Quote the online-dating account word for word, starting with "He was driving" and going on through "than some hope.".

• Document excerpt:
=== Section Start ===

After emailing/txting/occasionally phoning for about a month, it was time for him to move to my city. I'm an adult woman who grew up largely in the internet age, and am familiar with the St James story here as well as others (and a couple of less-dramatic instances from my own life). It was difficult to find balance between REASONABLE skepticism, straight-out cynicism and "holy shit, I can't WAIT to meet this guy and get cookin!"

He was driving with all his possessions from his hometown to my city to take possession of a home he'd purchased. I counted the days until his scheduled departure date. He was supposed to leave on a Sunday, but something came up. Then he was supposed to leave that Tuesday, and something else got in the way. By now, I could feel the bitter pit in my stomach spreading. I literally thought of the story from this blog (and all the accounts of it which I'd read) and was grateful I at least didn't get so far as to invest anything other than some hope.

After being single for six years, and periodically lied to, if this turned out to be a hoax, I was going to be inconsolable. No question, I'd give up completely. (Nothing dramatic, mind you, but it's hard enough to trust people...)

He finally told me he was on his way, late the same week. Uncharacteristically, I responded, "Sure, tell me that again when you're 100 miles from home."

He arrived on Friday. After taking just enough time to lock all his things into his new garage, he called me to get together on Saturday, at a cafe of my choosing.

He was early; I was late. I came in a back entrance just to make sure; if he wasn't there, I could keep walking. If he was there and struck me any way other than as expected, I could turn around and sneak back out.

But he was actually there.

=== Section End ===

• Dataset excerpt:

=== Section Start ===

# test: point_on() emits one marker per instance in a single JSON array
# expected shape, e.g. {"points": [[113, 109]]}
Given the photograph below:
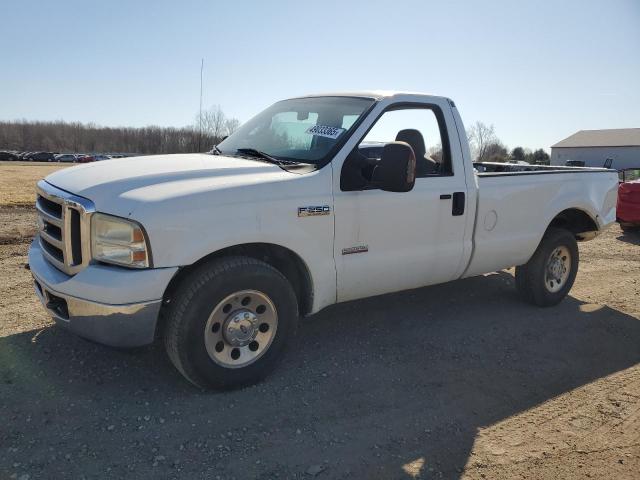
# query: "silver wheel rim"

=== Section End ===

• Solution below:
He was driving with all his possessions from his hometown to my city to take possession of a home he'd purchased. I counted the days until his scheduled departure date. He was supposed to leave on a Sunday, but something came up. Then he was supposed to leave that Tuesday, and something else got in the way. By now, I could feel the bitter pit in my stomach spreading. I literally thought of the story from this blog (and all the accounts of it which I'd read) and was grateful I at least didn't get so far as to invest anything other than some hope.